[Directions] Write out exactly the lines of the material below, beginning at the top and ending at the line that contains "Target: eyelashes".

═════ Supplied entries

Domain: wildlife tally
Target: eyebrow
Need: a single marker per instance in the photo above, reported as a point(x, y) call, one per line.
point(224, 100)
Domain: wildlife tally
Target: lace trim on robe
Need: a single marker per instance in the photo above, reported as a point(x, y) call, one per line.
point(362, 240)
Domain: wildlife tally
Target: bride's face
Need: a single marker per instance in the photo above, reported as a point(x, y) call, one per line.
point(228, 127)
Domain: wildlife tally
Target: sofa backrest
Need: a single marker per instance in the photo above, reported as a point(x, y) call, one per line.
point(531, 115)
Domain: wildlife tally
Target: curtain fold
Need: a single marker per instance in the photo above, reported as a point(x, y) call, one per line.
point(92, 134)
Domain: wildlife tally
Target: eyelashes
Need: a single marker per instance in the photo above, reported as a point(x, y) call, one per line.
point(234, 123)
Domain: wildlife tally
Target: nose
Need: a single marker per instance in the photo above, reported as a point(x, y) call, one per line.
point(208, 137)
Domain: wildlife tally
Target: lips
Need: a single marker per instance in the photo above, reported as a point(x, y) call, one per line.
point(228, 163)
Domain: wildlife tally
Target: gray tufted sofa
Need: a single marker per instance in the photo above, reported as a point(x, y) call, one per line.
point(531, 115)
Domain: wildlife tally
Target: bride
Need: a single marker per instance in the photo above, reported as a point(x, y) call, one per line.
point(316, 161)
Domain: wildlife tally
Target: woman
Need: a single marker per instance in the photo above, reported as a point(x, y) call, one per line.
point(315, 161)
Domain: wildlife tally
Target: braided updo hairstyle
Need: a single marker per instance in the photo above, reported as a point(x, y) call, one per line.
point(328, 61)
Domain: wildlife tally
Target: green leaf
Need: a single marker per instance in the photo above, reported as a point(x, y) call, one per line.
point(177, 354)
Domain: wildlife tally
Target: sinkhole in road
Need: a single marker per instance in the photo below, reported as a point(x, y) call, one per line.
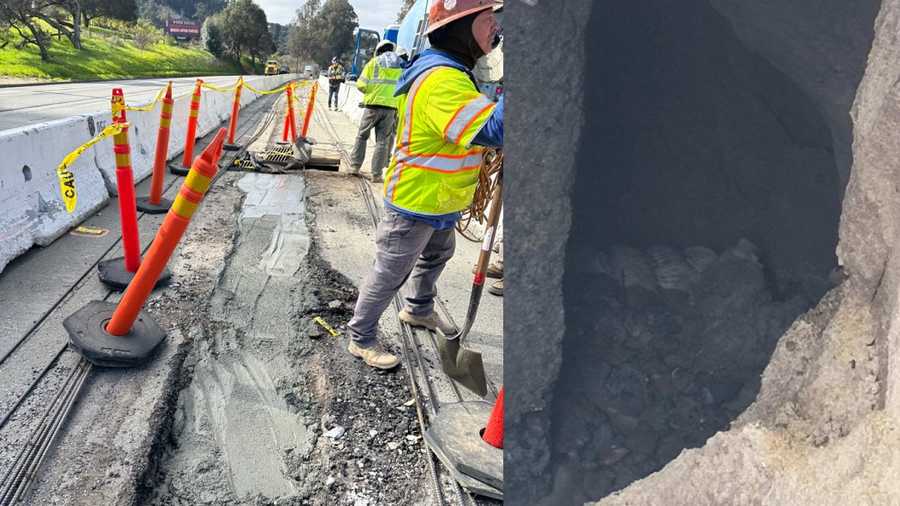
point(706, 210)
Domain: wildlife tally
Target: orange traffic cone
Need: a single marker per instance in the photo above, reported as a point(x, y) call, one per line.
point(493, 433)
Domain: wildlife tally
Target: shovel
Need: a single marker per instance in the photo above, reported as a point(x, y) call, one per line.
point(460, 363)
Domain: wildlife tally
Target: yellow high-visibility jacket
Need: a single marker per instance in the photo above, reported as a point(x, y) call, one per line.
point(434, 170)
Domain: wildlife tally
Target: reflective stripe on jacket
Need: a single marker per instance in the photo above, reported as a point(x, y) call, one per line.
point(336, 72)
point(434, 170)
point(378, 80)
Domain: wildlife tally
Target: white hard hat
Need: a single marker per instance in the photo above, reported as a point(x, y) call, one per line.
point(383, 44)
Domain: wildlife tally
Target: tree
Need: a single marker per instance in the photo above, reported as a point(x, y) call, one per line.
point(321, 32)
point(279, 36)
point(404, 9)
point(245, 29)
point(145, 34)
point(336, 22)
point(211, 36)
point(20, 16)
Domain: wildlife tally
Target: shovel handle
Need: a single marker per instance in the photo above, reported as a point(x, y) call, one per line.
point(484, 257)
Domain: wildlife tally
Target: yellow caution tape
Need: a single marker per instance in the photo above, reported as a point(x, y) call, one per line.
point(270, 92)
point(67, 179)
point(221, 89)
point(322, 323)
point(148, 107)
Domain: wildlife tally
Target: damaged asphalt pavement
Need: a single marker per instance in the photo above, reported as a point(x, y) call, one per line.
point(249, 400)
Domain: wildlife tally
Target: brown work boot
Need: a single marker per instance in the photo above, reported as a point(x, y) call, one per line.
point(374, 356)
point(431, 322)
point(494, 271)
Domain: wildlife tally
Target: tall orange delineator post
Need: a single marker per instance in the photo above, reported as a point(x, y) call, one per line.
point(493, 431)
point(470, 450)
point(290, 123)
point(191, 136)
point(124, 335)
point(155, 203)
point(235, 111)
point(118, 272)
point(309, 109)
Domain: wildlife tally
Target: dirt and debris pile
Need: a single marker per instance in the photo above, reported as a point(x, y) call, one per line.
point(272, 407)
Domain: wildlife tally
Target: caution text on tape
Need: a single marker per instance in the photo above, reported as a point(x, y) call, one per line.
point(67, 188)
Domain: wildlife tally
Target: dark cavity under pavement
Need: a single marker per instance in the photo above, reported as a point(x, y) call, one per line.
point(272, 408)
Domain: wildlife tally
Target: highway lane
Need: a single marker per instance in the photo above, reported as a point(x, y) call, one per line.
point(26, 105)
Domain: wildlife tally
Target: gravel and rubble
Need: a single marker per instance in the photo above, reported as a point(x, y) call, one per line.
point(674, 345)
point(273, 409)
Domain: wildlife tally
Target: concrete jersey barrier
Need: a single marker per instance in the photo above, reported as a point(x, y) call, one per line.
point(32, 211)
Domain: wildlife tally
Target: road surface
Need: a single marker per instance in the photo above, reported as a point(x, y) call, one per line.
point(25, 105)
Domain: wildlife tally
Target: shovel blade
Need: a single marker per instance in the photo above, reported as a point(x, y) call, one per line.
point(463, 365)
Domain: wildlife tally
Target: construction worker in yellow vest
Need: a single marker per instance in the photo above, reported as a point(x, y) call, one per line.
point(378, 82)
point(335, 78)
point(443, 126)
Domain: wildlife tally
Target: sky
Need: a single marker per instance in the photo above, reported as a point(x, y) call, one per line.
point(373, 14)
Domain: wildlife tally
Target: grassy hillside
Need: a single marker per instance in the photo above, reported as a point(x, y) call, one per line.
point(109, 58)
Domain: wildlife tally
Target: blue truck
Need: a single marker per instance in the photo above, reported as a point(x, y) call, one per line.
point(411, 37)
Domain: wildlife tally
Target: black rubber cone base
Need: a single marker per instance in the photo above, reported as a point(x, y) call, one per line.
point(144, 205)
point(455, 437)
point(178, 170)
point(114, 274)
point(87, 334)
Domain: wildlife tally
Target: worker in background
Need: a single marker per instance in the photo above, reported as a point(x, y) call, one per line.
point(335, 78)
point(495, 268)
point(443, 123)
point(378, 82)
point(404, 55)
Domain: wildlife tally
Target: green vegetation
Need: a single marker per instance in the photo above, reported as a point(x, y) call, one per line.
point(106, 57)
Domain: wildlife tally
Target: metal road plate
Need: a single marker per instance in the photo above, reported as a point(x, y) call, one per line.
point(455, 437)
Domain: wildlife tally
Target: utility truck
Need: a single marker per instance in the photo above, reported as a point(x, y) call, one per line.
point(411, 37)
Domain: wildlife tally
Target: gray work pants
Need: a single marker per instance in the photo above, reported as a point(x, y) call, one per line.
point(383, 121)
point(405, 249)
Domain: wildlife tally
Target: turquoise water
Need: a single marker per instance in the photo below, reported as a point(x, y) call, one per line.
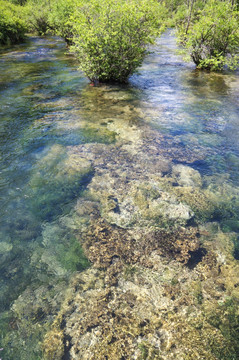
point(48, 108)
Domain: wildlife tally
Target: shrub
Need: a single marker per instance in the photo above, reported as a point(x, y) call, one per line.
point(110, 36)
point(12, 26)
point(213, 39)
point(37, 14)
point(61, 11)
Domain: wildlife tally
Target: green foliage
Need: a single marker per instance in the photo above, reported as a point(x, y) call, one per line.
point(61, 11)
point(110, 36)
point(213, 40)
point(12, 26)
point(37, 14)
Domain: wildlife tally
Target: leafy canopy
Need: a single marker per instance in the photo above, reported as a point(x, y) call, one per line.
point(12, 26)
point(110, 36)
point(213, 39)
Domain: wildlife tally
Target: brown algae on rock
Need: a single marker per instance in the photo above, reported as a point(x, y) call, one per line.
point(161, 267)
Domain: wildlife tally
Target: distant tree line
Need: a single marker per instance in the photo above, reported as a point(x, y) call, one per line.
point(110, 37)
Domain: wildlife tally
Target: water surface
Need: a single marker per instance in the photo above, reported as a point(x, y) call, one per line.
point(55, 130)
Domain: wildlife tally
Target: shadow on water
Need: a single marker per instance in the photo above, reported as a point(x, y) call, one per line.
point(47, 110)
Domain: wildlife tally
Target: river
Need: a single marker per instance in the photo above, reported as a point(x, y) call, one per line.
point(90, 179)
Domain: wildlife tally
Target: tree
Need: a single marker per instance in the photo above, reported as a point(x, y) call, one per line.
point(111, 36)
point(213, 40)
point(12, 26)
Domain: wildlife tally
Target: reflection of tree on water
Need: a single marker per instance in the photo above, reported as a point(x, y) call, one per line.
point(116, 166)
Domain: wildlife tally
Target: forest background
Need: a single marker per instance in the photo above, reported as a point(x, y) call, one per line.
point(110, 38)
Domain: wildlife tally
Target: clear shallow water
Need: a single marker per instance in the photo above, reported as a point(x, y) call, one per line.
point(47, 108)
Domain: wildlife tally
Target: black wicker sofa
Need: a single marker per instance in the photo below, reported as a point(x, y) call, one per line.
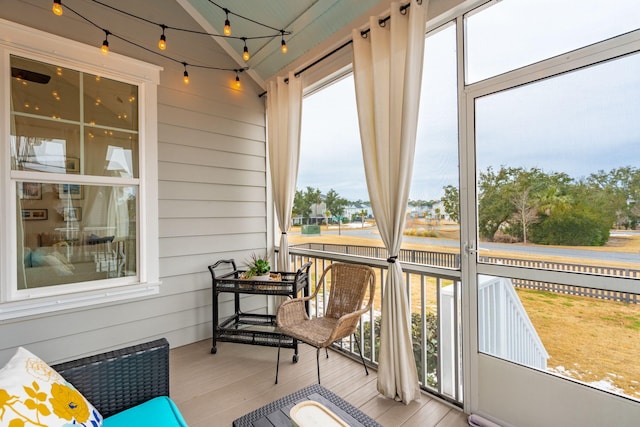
point(125, 379)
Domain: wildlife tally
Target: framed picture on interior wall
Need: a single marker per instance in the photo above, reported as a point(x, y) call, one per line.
point(72, 165)
point(35, 214)
point(30, 190)
point(71, 214)
point(70, 191)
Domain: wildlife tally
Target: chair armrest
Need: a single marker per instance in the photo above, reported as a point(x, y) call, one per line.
point(120, 379)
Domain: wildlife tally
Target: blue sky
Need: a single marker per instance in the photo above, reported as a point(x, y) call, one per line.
point(558, 125)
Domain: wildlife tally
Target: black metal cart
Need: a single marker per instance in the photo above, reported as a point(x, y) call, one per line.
point(251, 328)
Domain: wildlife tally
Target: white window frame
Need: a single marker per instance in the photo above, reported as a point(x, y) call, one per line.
point(19, 40)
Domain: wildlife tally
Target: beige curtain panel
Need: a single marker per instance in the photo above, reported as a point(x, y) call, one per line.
point(284, 112)
point(388, 74)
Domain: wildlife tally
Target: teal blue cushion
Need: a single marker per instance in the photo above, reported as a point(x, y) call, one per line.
point(158, 412)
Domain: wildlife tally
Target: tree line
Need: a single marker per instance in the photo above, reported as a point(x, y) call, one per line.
point(530, 205)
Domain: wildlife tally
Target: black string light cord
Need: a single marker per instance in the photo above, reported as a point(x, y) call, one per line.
point(164, 27)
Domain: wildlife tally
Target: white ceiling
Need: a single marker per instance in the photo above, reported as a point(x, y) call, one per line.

══════════

[Answer to this task]
Domain: wildlife tally
Target: eyebrow
Need: a single marker per instance in the photo above, reported as a point(x, y) call, one per line.
point(224, 100)
Domain: wildlife tally
Target: lace trim on robe
Need: a single marker per instance in the photo above, reported as a point(x, y) call, one per line.
point(362, 240)
Domain: wildlife tally
Target: bride's face
Need: a single marker per instance in the photo above, reported as a point(x, y) call, one per line.
point(228, 127)
Domain: wildlife tally
Target: sofa backrest
Need: a single marker per instance in the photo above, reported as a point(x, y) call, one per line.
point(531, 115)
Domain: wildlife tally
Target: curtain fold
Need: a single marker per instance in the photo above, reported as a point(x, y) call, one per line.
point(92, 134)
Domain: wildlife tally
Target: eyelashes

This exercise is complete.